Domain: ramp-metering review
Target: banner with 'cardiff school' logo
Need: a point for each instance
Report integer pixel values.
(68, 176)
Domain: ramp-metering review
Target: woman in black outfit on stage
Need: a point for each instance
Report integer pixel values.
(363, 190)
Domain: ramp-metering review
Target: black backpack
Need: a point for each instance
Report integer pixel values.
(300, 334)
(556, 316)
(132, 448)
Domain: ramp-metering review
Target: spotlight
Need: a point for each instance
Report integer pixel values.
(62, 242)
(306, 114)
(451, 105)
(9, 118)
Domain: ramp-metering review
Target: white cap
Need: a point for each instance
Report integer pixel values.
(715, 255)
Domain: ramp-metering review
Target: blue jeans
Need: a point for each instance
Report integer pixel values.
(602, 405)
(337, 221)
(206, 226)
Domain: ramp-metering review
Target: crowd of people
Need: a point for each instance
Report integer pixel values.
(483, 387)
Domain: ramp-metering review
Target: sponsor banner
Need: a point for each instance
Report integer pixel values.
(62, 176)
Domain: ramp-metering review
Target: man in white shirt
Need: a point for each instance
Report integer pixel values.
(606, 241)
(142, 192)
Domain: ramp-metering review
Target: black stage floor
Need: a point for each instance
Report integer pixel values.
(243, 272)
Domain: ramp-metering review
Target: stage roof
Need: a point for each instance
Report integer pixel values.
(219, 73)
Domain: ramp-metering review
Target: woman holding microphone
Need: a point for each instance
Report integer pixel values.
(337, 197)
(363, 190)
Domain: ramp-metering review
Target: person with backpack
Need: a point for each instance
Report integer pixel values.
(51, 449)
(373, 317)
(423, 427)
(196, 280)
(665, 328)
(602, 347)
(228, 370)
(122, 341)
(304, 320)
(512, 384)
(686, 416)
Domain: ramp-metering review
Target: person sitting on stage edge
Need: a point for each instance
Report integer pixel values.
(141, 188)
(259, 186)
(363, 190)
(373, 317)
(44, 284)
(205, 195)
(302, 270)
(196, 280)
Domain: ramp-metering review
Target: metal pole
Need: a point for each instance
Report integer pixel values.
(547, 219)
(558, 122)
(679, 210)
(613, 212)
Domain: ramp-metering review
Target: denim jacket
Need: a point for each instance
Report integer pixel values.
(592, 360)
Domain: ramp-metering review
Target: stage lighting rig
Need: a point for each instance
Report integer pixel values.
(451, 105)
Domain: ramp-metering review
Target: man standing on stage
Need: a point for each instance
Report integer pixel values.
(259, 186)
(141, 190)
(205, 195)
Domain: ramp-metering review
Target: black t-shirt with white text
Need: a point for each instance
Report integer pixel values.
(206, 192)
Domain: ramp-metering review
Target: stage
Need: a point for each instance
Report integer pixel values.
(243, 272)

§

▶ **ACTION ITEM**
The lines sought are those in the data above that include the string "stage"; copy each one.

▶ **RESPONSE**
Target: woman in black outfit on stage
Target: black stage floor
Target: stage roof
Target: person sitting on stage edge
Target: stage lighting rig
Target: man standing on stage
Target: stage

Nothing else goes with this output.